### About this exercise
Among the entries that follow, find every line with the word "balcony" and list it.

### Given information
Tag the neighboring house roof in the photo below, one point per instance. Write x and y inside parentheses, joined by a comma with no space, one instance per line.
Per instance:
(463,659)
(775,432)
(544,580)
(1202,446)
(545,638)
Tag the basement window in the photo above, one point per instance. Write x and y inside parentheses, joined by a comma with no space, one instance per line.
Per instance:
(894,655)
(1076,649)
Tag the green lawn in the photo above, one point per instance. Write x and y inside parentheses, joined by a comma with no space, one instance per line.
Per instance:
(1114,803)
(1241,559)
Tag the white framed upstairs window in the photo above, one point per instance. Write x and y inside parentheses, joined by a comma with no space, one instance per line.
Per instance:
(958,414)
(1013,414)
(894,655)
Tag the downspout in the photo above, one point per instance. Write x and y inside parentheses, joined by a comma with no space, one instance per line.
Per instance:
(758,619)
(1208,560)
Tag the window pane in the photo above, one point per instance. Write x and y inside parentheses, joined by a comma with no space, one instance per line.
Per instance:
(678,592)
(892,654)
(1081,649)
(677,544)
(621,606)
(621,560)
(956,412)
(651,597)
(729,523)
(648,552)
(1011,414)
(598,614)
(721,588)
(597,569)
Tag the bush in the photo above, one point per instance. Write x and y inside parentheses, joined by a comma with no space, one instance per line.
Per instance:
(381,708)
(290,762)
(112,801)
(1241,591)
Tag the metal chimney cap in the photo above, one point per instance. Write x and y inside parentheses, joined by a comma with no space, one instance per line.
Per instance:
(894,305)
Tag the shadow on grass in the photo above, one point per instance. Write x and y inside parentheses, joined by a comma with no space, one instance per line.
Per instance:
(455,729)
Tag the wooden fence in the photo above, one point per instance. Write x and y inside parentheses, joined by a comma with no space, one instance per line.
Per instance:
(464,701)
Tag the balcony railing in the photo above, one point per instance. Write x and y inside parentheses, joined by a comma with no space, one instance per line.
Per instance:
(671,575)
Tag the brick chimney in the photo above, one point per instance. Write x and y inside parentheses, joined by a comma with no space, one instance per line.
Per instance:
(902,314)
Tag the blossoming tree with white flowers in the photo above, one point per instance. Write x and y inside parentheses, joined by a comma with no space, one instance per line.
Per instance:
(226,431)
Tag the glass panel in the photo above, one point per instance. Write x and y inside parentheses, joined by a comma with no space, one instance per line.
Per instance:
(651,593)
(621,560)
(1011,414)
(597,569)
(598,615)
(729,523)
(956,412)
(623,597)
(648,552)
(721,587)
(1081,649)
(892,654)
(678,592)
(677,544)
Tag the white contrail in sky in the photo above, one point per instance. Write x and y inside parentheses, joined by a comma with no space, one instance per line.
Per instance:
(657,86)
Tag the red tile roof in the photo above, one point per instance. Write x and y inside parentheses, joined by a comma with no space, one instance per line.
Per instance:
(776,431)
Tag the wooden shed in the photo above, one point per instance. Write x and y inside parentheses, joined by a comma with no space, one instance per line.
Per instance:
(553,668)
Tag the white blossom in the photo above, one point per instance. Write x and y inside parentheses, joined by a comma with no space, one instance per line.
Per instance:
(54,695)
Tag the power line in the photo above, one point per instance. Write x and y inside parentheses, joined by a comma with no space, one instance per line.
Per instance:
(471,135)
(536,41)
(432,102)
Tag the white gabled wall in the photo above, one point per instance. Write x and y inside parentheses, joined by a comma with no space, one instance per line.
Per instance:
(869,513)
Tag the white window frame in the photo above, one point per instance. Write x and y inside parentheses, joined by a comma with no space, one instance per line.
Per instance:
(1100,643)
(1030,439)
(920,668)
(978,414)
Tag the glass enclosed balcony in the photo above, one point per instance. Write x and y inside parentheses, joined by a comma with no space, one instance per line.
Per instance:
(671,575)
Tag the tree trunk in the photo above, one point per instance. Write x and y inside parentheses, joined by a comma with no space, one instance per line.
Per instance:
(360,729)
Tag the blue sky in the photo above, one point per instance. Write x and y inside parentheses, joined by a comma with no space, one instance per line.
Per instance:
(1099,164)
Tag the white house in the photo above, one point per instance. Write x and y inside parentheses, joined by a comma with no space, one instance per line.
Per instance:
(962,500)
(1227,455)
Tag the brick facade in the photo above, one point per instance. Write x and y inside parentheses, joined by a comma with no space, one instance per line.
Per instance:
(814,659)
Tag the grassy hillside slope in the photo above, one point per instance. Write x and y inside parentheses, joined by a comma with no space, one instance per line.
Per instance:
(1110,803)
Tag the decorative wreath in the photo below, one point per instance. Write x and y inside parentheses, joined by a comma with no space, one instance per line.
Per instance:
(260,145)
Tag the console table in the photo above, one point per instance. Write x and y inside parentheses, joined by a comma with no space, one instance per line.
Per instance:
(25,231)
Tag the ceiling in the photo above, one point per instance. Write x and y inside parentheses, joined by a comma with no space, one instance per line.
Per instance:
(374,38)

==

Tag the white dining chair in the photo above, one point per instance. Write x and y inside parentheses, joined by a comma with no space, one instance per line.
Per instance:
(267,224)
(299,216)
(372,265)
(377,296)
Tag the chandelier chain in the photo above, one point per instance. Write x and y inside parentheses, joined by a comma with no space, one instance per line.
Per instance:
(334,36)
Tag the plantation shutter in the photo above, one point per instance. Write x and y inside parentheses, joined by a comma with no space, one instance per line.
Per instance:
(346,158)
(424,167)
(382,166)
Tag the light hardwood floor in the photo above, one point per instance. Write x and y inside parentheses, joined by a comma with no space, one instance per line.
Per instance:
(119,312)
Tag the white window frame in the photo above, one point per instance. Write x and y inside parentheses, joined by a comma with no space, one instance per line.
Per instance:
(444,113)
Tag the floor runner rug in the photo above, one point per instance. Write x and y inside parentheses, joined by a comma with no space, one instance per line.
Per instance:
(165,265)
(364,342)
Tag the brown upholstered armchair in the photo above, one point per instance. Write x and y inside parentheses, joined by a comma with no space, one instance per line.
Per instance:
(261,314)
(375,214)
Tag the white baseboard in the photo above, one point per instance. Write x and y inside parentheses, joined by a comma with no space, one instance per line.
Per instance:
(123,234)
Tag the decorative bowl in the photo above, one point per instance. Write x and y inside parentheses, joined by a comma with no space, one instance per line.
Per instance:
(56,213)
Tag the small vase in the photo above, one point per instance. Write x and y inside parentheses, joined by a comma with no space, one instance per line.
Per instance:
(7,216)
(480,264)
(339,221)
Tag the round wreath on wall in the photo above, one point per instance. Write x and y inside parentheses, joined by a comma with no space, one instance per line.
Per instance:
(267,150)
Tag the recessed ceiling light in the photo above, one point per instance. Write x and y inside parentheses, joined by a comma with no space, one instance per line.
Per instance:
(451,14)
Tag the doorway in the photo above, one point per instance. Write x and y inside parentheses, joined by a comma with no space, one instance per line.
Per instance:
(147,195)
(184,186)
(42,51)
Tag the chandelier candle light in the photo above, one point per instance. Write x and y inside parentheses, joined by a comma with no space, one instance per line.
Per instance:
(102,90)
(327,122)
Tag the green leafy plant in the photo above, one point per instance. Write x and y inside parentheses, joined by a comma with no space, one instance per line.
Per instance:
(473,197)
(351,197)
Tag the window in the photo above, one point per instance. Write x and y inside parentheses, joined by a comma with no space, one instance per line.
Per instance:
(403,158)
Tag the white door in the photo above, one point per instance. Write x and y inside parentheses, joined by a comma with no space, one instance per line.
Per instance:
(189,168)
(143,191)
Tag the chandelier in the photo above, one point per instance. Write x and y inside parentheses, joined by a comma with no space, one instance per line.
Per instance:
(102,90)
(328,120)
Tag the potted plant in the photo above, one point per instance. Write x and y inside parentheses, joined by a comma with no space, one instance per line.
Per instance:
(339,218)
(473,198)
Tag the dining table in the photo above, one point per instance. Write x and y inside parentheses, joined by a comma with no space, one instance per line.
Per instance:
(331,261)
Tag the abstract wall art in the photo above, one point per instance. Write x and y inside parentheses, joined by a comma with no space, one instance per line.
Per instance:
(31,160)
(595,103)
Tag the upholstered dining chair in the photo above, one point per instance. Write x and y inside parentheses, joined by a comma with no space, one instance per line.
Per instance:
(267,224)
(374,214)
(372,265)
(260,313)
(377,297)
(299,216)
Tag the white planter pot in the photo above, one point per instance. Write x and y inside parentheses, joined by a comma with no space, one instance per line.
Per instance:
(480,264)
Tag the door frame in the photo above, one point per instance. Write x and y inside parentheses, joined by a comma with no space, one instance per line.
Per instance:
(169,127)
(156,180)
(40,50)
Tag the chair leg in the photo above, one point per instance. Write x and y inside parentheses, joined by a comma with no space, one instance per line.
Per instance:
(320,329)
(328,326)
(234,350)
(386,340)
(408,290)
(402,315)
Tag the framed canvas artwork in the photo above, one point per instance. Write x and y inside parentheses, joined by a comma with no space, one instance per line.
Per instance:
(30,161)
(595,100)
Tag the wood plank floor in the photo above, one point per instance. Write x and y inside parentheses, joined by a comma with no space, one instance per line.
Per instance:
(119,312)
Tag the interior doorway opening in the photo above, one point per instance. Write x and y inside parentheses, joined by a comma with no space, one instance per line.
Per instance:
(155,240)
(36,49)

--

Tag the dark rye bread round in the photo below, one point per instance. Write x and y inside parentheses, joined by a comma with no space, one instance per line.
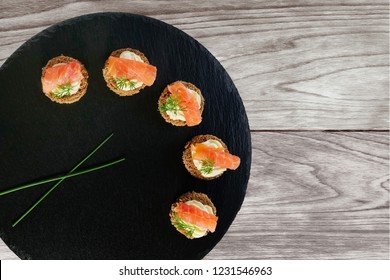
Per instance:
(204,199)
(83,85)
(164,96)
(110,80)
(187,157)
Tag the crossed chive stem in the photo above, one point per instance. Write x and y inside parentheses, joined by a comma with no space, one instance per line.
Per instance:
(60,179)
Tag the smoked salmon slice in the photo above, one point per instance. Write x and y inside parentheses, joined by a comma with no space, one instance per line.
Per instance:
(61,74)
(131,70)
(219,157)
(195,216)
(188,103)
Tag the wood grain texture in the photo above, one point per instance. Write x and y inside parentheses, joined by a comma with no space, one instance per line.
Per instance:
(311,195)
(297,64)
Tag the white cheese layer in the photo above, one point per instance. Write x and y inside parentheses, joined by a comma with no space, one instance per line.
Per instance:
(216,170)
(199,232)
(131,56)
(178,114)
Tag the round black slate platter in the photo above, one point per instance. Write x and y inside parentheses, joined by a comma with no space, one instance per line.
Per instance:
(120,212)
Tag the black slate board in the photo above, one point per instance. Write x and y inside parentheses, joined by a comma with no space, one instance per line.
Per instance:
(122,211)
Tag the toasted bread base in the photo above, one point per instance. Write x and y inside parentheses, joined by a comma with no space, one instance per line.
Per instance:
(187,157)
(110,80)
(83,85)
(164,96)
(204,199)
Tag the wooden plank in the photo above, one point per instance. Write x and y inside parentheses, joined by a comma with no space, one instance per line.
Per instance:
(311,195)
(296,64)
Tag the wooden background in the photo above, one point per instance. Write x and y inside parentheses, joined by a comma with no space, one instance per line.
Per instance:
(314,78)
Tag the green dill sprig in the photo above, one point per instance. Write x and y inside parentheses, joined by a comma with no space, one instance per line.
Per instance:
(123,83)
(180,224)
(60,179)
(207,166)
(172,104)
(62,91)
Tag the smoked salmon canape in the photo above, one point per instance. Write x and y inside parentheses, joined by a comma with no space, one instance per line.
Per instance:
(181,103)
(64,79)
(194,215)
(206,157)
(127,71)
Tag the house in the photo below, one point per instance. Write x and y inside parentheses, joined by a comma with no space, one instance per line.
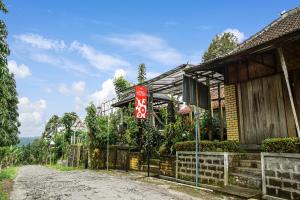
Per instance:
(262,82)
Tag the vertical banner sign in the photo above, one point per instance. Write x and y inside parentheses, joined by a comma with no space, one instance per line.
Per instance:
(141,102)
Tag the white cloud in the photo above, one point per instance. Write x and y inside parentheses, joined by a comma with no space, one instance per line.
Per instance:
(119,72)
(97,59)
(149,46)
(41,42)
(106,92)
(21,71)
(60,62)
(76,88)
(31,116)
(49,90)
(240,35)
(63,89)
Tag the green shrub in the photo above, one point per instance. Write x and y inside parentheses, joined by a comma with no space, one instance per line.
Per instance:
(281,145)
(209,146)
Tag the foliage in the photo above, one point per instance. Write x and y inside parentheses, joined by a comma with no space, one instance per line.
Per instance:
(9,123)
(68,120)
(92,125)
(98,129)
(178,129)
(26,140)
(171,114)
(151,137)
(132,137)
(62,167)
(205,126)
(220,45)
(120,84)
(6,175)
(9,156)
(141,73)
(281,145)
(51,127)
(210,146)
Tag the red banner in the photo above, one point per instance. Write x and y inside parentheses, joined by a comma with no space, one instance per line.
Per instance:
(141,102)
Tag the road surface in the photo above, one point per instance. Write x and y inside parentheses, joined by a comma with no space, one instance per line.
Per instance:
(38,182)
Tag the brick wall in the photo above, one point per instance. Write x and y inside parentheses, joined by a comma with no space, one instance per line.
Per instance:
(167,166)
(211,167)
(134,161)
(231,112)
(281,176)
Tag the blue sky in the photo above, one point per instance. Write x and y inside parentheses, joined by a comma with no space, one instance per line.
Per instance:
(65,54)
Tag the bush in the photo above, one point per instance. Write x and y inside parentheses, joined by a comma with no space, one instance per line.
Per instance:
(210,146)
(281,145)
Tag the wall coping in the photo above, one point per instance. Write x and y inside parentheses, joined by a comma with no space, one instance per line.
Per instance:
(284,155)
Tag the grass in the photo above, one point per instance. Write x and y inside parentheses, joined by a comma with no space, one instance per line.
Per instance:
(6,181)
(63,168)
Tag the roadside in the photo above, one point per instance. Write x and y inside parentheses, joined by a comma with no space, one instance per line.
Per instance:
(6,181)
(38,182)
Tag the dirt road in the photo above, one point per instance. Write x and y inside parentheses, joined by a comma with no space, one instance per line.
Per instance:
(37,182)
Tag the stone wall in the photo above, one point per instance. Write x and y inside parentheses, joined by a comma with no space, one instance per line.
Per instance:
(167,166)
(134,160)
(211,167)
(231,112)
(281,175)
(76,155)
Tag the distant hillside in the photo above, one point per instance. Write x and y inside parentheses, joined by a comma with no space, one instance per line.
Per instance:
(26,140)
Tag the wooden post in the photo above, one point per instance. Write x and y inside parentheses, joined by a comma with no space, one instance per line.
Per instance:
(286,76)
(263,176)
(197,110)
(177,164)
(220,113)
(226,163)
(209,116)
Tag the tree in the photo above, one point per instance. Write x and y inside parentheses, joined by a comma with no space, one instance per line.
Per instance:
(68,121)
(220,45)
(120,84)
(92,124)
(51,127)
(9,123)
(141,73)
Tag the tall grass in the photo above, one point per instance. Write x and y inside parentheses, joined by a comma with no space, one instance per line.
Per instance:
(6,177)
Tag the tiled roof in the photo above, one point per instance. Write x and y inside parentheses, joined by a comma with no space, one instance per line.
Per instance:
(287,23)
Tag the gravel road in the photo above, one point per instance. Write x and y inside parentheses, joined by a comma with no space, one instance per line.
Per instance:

### Answer space
Tag the balcony railing in the photo above, one point per instance. Write x and y inside parentheses, joined by a comma with no space, one instance per line.
Tag the glass enclosed balcony in the photo above, one point per instance. Write x and y inside parentheses, joined by a comma with no space, one instance per line.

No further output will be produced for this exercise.